● **Task to complete**:
Your task is to quote the listing below exactly, beginning with its first line and ending on the line bearing "target | wooden sign post".

--- START ---

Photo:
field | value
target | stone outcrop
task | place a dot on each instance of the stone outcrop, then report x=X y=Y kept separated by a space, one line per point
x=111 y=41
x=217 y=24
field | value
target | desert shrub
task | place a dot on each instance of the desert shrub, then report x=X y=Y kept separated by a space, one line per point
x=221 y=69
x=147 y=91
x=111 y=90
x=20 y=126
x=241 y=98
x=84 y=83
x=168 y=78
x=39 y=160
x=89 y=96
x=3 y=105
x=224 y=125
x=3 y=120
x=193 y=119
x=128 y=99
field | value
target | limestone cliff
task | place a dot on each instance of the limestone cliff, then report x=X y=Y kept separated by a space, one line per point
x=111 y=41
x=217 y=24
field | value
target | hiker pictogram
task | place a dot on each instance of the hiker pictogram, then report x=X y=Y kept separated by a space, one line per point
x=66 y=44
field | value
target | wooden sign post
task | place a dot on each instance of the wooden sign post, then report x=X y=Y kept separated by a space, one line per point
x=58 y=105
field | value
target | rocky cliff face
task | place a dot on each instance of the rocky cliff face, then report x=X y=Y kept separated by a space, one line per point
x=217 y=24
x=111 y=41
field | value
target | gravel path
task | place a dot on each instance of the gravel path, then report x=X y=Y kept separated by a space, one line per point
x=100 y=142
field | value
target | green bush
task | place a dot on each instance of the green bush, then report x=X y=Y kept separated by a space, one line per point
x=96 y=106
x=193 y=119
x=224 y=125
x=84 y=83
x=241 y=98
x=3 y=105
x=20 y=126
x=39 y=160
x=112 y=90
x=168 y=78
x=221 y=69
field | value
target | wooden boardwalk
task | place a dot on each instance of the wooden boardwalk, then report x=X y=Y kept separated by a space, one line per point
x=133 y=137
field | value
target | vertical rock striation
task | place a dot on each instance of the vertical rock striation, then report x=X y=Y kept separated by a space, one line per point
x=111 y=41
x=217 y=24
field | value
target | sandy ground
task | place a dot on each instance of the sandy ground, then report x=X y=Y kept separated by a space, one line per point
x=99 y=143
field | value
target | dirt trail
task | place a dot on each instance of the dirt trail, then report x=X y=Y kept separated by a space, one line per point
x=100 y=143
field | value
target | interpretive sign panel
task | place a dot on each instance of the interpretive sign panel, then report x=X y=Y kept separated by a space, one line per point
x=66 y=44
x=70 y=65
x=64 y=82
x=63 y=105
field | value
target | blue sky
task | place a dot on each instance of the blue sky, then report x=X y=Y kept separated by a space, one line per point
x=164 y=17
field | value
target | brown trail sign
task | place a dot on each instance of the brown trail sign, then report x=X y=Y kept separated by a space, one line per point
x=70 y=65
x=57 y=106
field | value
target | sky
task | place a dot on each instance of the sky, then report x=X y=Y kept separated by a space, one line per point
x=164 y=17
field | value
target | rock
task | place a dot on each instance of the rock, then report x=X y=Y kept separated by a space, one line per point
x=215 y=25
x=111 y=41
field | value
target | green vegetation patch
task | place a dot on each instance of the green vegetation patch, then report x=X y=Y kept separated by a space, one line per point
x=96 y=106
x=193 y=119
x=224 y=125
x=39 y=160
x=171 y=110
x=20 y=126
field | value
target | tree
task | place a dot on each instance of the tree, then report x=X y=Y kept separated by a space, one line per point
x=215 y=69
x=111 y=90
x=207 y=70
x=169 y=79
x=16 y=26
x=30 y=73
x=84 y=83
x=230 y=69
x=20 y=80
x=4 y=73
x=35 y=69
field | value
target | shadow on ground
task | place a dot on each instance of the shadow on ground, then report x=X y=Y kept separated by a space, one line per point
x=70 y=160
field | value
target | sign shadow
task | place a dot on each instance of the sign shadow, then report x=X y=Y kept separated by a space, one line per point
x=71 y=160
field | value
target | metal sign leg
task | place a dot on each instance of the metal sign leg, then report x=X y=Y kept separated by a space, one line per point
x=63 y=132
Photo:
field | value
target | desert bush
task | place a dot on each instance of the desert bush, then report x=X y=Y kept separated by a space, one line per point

--- END ---

● **Solution for this task**:
Photo:
field | value
target | stone outcrop
task | place a dot on each instance of the stone outcrop, then report x=X y=Y kept separated by a space, one line per point
x=111 y=41
x=217 y=24
field | value
target | desert shrub
task | place a dot on each instance of the desert shrub, then report x=X y=Y kept separated by a space, one line per point
x=221 y=69
x=147 y=91
x=111 y=90
x=20 y=126
x=241 y=98
x=84 y=83
x=168 y=78
x=39 y=160
x=89 y=96
x=3 y=105
x=224 y=125
x=3 y=120
x=193 y=119
x=128 y=99
field | value
target | limestone cliff
task | place a dot on each instance of the limestone cliff, then report x=X y=Y kept separated by a space, one line per point
x=111 y=41
x=217 y=24
field | value
target | hiker pictogram
task | place a dot on each instance of the hiker pictogram, then report x=X y=Y kept separated by a space, one line per point
x=66 y=44
field | value
target | wooden sign post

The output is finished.